EXCERPT PROVIDED:
· · ·

3 x Nebenzahl. Materialien zum 14. Internationalen Filmhistorischen Kongreß, Hamburg, 15. - 18. November 2001.

Amerika 


Los Angeles, 1951

Nebenzal wanted Lang to remake his most successful film, but Lang flatly refused. M was a "classic", he said, "it is stupid to try to improve on it." Nebenzal reports that Lang was opposed "because there is no organised group of beggars in the United States, therefor the premise of the original film is not valid here". Astonished, Nebenzal countered: "I always thought and still think, that the problems connected with a sex criminal of this type, his menace to the community and the treatment of such criminals was the basic premise of the story - a problem which is much more acute today in the United States than the few isolated cases were in Germany in the early 1930s." (…)
Joseph Losey, an American theatre and film director, had close ties to the German exile community in Los Angeles. In 1947, he directed the highly praised stage production of Brecht's "Galileo Galilei" with Charles Laughton; he also made several film noirs before Nebenzal called on him in 1950 to remake M. Because of earlier Communist sympathies, he was under active surveillance by -the House Un-American Activity Committee (HUAC), which began its witch-hunt against "Red Hollywood" in October 1947. For political reasons, Losey had a hard time finding film material that would pass the Censorship Office; a remake of a classic had better chances of being approved. He was reluctant at first, as he admitted, because Lang's M "is and remains a classic, which one doesn't want to compete with‹, but he wanted to work and, in addition, he had found an actor, David Wayne, whom he considered to be perfect for Lorre's part. (…)

· · ·

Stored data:
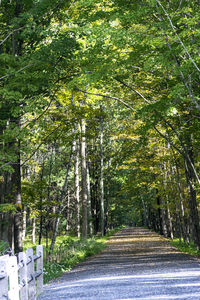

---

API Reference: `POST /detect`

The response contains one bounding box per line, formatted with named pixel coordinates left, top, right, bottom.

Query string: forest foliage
left=0, top=0, right=200, bottom=253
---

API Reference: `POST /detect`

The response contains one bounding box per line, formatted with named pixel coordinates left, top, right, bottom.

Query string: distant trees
left=0, top=0, right=200, bottom=251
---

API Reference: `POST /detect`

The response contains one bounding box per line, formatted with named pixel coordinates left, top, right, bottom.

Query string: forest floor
left=38, top=227, right=200, bottom=300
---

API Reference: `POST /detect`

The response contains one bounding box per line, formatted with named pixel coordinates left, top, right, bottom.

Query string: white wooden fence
left=0, top=245, right=43, bottom=300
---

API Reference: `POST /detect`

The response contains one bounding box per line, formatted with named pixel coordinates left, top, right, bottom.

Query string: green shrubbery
left=24, top=228, right=120, bottom=283
left=170, top=239, right=200, bottom=257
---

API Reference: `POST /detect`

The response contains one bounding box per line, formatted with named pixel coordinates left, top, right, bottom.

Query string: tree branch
left=76, top=88, right=134, bottom=110
left=156, top=0, right=200, bottom=73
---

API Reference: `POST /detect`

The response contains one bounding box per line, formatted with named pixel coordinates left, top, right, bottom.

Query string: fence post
left=7, top=256, right=19, bottom=300
left=36, top=245, right=43, bottom=295
left=18, top=252, right=28, bottom=300
left=0, top=255, right=9, bottom=300
left=26, top=249, right=36, bottom=300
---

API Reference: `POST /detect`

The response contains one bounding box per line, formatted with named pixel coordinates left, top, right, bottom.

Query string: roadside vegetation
left=24, top=227, right=121, bottom=283
left=170, top=238, right=200, bottom=257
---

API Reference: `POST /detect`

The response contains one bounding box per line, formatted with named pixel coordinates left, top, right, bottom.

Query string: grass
left=170, top=239, right=200, bottom=257
left=24, top=228, right=120, bottom=283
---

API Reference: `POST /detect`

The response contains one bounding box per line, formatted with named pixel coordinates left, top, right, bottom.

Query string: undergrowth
left=24, top=228, right=120, bottom=283
left=170, top=239, right=200, bottom=257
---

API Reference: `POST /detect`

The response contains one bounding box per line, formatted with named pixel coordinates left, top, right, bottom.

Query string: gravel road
left=38, top=227, right=200, bottom=300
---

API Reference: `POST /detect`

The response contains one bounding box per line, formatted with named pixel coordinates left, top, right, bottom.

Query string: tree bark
left=74, top=139, right=81, bottom=237
left=99, top=106, right=105, bottom=236
left=81, top=119, right=88, bottom=238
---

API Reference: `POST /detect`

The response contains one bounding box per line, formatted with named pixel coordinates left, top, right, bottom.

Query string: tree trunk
left=100, top=106, right=105, bottom=236
left=185, top=161, right=200, bottom=248
left=49, top=149, right=73, bottom=253
left=32, top=218, right=36, bottom=244
left=74, top=139, right=81, bottom=237
left=12, top=142, right=23, bottom=253
left=87, top=161, right=93, bottom=236
left=81, top=119, right=88, bottom=238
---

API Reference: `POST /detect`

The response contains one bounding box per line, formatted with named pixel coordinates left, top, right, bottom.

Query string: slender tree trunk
left=100, top=106, right=105, bottom=236
left=185, top=161, right=200, bottom=248
left=22, top=207, right=27, bottom=240
left=32, top=218, right=36, bottom=244
left=12, top=142, right=23, bottom=253
left=87, top=161, right=93, bottom=236
left=81, top=119, right=88, bottom=238
left=65, top=191, right=70, bottom=235
left=74, top=139, right=81, bottom=237
left=49, top=150, right=73, bottom=253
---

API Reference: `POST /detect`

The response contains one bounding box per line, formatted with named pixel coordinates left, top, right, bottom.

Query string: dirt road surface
left=38, top=227, right=200, bottom=300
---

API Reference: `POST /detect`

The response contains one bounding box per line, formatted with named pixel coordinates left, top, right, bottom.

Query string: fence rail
left=0, top=245, right=43, bottom=300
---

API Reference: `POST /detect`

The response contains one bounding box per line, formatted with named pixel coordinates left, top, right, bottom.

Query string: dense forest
left=0, top=0, right=200, bottom=252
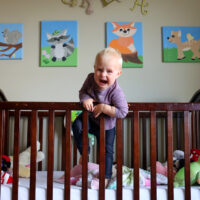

· · ·

GIVEN TASK: In the excerpt about remaking M, which actor did Losey consider perfect for Lorre's part?

REPLY TO THE TASK: David Wayne